Count the lines in the stored items that contain the string "sunglasses" and give only that number.

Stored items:
+---+
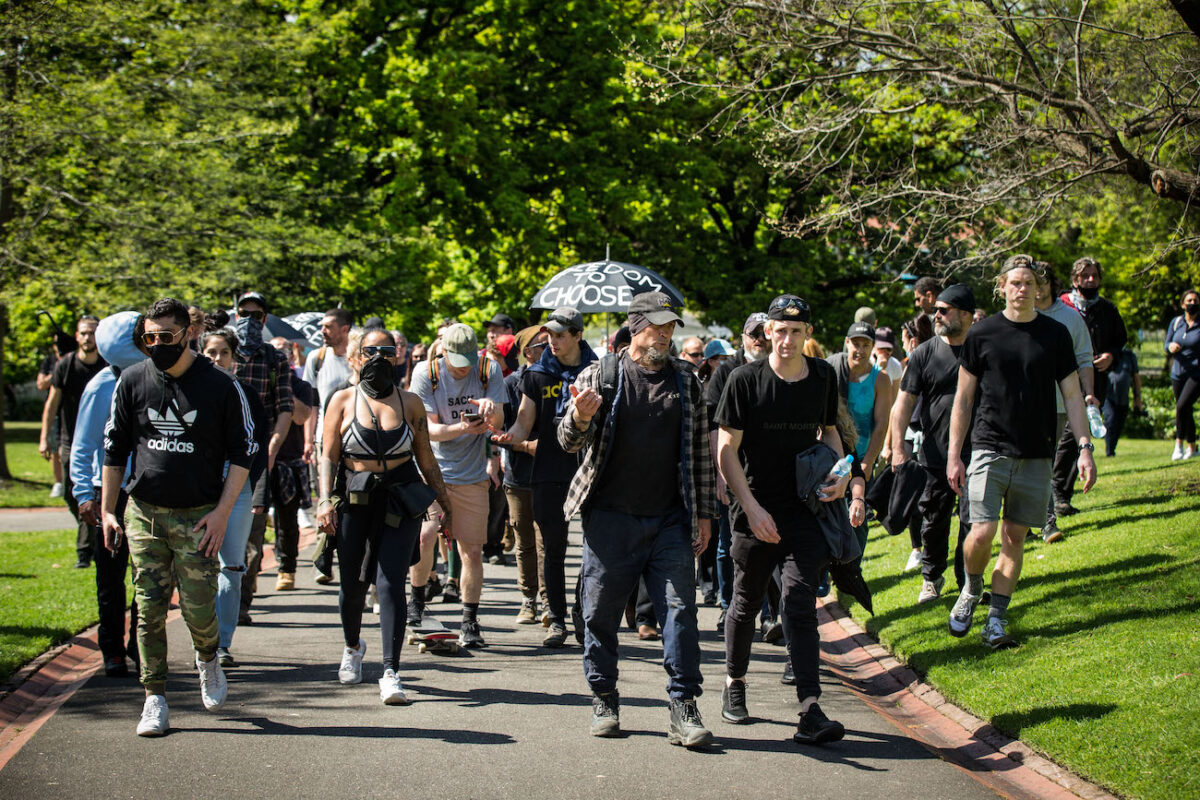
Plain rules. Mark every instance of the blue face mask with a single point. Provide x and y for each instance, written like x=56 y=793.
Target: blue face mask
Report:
x=250 y=335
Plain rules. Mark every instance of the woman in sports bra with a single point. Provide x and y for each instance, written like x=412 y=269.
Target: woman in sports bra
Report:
x=373 y=498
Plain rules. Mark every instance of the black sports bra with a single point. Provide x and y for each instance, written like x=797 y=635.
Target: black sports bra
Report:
x=395 y=443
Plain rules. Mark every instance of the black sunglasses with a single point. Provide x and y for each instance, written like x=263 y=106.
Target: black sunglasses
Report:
x=160 y=337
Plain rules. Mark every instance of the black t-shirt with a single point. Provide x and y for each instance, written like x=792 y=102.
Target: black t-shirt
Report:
x=70 y=377
x=551 y=463
x=933 y=377
x=293 y=444
x=1018 y=366
x=641 y=473
x=778 y=421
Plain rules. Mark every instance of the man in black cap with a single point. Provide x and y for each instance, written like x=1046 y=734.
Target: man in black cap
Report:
x=931 y=379
x=772 y=410
x=647 y=510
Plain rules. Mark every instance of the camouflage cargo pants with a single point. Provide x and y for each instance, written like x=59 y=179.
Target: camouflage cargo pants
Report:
x=163 y=547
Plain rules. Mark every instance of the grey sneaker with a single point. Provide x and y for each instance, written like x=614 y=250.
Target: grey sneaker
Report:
x=687 y=728
x=963 y=613
x=606 y=715
x=995 y=633
x=155 y=720
x=930 y=590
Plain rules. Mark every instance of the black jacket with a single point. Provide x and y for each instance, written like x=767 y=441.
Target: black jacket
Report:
x=180 y=433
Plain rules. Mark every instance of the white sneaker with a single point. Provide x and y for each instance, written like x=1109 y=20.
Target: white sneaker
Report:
x=390 y=691
x=155 y=720
x=214 y=687
x=351 y=672
x=930 y=589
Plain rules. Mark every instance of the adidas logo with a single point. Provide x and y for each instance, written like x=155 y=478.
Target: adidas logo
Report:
x=167 y=423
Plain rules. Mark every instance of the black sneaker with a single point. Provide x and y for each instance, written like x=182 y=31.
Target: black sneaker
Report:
x=687 y=728
x=469 y=635
x=733 y=703
x=816 y=728
x=415 y=613
x=606 y=715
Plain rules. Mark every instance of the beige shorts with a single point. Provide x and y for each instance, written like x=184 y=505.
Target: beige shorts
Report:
x=468 y=512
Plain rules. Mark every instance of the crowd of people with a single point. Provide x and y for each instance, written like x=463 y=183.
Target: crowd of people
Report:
x=741 y=477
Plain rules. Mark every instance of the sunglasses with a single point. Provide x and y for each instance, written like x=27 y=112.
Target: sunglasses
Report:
x=160 y=337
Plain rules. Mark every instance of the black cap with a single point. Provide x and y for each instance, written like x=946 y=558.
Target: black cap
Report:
x=256 y=298
x=789 y=308
x=861 y=330
x=655 y=306
x=501 y=320
x=959 y=296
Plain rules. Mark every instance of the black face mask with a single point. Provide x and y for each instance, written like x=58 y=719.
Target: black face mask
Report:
x=166 y=355
x=376 y=377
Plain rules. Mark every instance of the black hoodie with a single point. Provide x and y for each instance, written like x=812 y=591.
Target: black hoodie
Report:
x=180 y=432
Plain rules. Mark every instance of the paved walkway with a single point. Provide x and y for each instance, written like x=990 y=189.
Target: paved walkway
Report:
x=509 y=721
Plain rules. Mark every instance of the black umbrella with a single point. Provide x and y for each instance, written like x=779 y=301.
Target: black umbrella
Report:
x=600 y=287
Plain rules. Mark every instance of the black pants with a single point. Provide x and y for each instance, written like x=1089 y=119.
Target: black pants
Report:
x=547 y=513
x=936 y=509
x=803 y=553
x=1187 y=390
x=395 y=557
x=111 y=597
x=1066 y=459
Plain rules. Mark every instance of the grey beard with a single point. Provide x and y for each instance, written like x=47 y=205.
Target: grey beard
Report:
x=653 y=359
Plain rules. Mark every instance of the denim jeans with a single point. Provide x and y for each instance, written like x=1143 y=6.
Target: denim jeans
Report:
x=233 y=566
x=619 y=548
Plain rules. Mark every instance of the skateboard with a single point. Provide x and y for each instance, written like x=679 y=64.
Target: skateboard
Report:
x=433 y=637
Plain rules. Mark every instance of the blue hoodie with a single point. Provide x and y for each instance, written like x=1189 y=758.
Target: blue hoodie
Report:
x=114 y=340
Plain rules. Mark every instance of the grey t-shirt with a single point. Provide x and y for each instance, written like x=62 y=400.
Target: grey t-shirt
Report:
x=335 y=371
x=463 y=459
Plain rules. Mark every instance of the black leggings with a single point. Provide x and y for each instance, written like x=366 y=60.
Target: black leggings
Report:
x=395 y=557
x=1187 y=391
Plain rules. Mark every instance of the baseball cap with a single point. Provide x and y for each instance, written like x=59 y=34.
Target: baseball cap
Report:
x=754 y=322
x=460 y=347
x=959 y=296
x=564 y=319
x=655 y=306
x=718 y=347
x=861 y=330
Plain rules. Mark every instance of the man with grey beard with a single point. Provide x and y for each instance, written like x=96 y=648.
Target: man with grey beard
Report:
x=933 y=378
x=646 y=489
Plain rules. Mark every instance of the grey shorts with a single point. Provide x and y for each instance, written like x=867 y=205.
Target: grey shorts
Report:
x=1020 y=485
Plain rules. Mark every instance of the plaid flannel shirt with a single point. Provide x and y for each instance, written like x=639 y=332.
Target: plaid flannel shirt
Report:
x=697 y=474
x=256 y=373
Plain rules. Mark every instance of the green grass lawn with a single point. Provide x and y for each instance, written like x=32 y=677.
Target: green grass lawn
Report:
x=31 y=474
x=43 y=599
x=1107 y=678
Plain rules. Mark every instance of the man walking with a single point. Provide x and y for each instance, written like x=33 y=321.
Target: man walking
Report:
x=181 y=420
x=647 y=510
x=771 y=411
x=67 y=382
x=1012 y=361
x=931 y=380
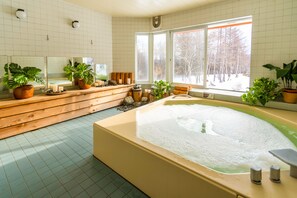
+---+
## Result of the exercise
4